- Prompt -
Transcribe the data below without changes, from its first line through the line that contains "box: [421, 570, 451, 669]", and omit the pictures from your copy.

- The data -
########

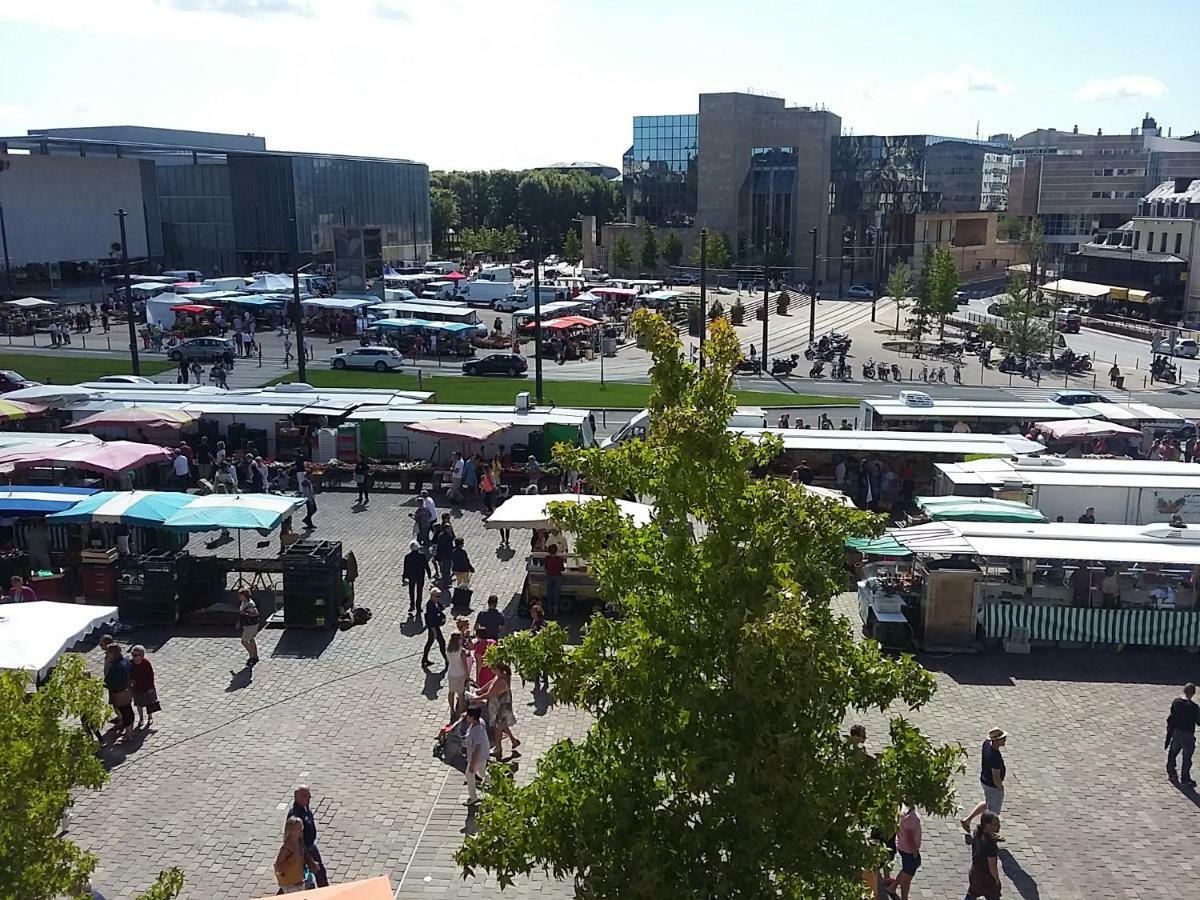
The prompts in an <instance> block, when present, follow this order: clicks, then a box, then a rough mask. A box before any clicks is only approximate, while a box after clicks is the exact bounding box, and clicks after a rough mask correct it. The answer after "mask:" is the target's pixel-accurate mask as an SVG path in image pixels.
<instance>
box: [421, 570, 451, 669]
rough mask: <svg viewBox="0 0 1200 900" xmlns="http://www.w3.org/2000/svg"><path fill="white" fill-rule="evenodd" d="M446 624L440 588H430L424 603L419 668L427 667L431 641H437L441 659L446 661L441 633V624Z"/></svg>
mask: <svg viewBox="0 0 1200 900" xmlns="http://www.w3.org/2000/svg"><path fill="white" fill-rule="evenodd" d="M445 624H446V611H445V607H444V606H443V605H442V588H430V599H428V602H426V604H425V630H426V632H427V635H426V638H425V652H424V653H421V668H428V667H430V665H431V662H430V648H431V647H432V646H433V642H434V641H437V642H438V650H439V652H440V653H442V661H443V662H445V661H446V640H445V637H444V636H443V635H442V626H443V625H445Z"/></svg>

########

- Solution below -
The prompts in an <instance> block, when present, follow this order: clicks, then a box, then a rough mask. A box before any clicks is only approximate, while a box after clicks is the exact bounding box, and clicks after a rough mask correct it. The answer after "mask:" is the target's pixel-accurate mask as an SVG path in image pixels.
<instance>
box: [421, 570, 451, 669]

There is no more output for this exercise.